> [RECORDS SUPPLIED]
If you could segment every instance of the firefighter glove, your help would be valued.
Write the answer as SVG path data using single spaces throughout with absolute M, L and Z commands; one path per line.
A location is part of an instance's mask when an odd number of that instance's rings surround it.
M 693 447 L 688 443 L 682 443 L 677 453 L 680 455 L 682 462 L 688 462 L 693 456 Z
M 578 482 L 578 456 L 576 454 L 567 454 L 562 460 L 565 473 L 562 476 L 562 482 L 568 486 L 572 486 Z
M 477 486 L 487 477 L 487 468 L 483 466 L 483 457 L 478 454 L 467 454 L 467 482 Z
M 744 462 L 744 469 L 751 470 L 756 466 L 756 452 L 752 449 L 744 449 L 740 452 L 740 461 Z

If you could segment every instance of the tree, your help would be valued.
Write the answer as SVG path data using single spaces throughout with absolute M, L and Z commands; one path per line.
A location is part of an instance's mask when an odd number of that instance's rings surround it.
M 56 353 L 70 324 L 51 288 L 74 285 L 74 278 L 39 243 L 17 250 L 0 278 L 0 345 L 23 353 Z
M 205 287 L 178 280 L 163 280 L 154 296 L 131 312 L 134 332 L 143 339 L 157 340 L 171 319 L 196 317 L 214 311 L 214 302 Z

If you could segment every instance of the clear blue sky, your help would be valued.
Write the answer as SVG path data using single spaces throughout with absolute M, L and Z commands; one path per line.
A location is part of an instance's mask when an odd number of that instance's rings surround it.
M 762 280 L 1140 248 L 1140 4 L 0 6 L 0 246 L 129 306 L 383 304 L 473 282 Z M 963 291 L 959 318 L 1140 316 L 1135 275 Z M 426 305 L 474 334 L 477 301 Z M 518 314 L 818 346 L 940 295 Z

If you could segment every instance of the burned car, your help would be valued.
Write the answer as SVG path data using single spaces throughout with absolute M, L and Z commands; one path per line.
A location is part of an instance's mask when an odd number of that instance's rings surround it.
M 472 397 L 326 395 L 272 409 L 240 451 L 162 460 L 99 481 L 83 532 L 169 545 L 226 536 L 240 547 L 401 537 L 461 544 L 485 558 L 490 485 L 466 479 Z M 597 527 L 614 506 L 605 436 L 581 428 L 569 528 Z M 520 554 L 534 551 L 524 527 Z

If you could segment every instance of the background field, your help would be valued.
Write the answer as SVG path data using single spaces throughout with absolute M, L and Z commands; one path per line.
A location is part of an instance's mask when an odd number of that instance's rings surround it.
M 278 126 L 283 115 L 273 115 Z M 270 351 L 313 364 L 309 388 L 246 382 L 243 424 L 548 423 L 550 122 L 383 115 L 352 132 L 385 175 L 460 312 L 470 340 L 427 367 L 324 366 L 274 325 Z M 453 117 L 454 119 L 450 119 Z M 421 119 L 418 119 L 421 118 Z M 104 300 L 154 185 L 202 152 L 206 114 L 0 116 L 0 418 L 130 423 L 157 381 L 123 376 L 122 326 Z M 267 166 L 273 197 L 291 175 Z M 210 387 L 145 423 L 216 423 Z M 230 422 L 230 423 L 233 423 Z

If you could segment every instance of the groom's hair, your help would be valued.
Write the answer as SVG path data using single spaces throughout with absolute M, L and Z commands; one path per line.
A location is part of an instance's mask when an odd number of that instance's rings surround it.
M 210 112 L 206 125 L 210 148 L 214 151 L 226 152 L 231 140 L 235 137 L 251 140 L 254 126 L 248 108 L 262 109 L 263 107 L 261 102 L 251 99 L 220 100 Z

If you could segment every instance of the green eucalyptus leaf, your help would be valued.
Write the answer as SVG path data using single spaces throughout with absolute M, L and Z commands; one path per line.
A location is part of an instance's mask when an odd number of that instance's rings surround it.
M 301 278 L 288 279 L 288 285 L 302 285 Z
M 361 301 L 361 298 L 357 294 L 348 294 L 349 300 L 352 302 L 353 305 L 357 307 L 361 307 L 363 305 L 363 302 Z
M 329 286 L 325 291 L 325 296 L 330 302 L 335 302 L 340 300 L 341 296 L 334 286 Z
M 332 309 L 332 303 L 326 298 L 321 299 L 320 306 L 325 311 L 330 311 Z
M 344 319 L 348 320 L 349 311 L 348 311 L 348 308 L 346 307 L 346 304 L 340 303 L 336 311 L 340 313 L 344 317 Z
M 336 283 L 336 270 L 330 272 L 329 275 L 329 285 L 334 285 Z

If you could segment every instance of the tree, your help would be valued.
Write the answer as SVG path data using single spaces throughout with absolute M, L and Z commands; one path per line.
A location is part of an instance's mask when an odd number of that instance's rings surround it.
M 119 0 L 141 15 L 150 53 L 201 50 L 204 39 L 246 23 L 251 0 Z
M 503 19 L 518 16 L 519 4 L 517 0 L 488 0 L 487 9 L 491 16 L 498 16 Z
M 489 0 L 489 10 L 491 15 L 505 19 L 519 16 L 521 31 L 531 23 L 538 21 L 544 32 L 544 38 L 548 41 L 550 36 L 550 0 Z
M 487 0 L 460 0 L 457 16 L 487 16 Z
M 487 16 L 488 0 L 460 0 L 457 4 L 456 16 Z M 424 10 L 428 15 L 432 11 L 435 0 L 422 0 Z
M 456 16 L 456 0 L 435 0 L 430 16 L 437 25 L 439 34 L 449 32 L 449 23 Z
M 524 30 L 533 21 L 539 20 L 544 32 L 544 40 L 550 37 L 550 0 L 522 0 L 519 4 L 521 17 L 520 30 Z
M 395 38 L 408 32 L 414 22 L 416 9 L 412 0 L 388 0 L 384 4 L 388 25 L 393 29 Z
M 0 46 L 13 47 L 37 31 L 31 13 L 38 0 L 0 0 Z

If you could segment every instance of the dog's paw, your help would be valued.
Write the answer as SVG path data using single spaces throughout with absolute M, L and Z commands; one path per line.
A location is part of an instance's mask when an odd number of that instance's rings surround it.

> [TASK DESCRIPTION]
From the entries above, list each line with "segment" in it.

> [EXERCISE RESPONSE]
If you could segment every instance of the firefighter glove, your help would be valued.
If you could segment every instance of the tree, your help would be valued.
If you could segment every instance of the clear blue sky, your help would be valued.
If you could segment every instance of the burned car, your help would be valued.
If you could segment every instance of the background field, your help would be valued.
If you could segment every instance of the groom's hair, your help would be valued.
If you could segment every instance of the green eucalyptus leaf, your help would be valued.
If you could segment every instance of the tree, your help would be valued.
If you could segment every instance of the dog's paw, your help would be valued.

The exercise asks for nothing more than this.